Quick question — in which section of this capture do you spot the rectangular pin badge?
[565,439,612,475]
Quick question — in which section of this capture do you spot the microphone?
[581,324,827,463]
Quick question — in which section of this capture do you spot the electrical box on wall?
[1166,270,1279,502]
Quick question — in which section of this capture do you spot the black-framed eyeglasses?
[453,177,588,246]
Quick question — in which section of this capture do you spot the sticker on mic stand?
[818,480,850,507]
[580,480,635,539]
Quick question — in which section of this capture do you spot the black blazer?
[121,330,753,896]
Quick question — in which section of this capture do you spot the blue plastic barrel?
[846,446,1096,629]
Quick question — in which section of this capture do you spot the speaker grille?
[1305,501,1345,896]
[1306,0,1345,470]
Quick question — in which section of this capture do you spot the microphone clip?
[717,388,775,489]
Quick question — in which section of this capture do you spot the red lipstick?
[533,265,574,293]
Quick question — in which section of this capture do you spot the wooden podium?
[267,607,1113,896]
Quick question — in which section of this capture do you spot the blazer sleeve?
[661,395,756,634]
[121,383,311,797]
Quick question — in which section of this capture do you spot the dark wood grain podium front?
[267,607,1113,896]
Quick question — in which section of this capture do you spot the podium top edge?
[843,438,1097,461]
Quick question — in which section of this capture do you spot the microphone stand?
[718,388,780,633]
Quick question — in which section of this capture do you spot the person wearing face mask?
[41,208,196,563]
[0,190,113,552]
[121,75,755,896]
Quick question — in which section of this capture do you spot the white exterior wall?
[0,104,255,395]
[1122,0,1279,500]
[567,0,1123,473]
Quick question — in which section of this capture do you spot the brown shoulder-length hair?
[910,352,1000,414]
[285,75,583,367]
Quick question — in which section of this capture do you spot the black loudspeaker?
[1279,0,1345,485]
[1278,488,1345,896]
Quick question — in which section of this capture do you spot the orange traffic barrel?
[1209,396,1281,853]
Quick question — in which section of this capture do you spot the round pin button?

---

**DESCRIPTION OF THE TASK**
Convert the rows between the lines holding "spot the microphone?" and "[1166,270,1279,502]", inclusive, into a two-column CSV with the headers text and answer. Put each value in a single quoted field, with any line breaks replaced by spaces.

**EXPECTED OUTPUT**
text,answer
"Quick question — in which section of this capture do you spot the microphone?","[581,324,827,463]"
"Quick question — in which section of this capture do you spot the electrical box on wall?","[1166,270,1279,502]"